## What you need to do
Using the listing below, work out how many lines carry the word "Target", and state nothing but that number.

## Source material
+--

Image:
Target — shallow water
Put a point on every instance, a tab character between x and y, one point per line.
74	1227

+--

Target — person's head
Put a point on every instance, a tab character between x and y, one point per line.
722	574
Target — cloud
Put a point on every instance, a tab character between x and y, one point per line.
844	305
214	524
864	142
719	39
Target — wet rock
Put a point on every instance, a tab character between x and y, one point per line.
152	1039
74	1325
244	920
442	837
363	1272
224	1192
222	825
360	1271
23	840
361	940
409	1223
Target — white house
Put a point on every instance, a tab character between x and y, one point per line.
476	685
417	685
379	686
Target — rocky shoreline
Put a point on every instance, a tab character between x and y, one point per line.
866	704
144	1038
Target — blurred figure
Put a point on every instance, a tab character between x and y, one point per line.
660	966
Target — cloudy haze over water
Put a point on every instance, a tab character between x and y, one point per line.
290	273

+--

## Answer to this problem
8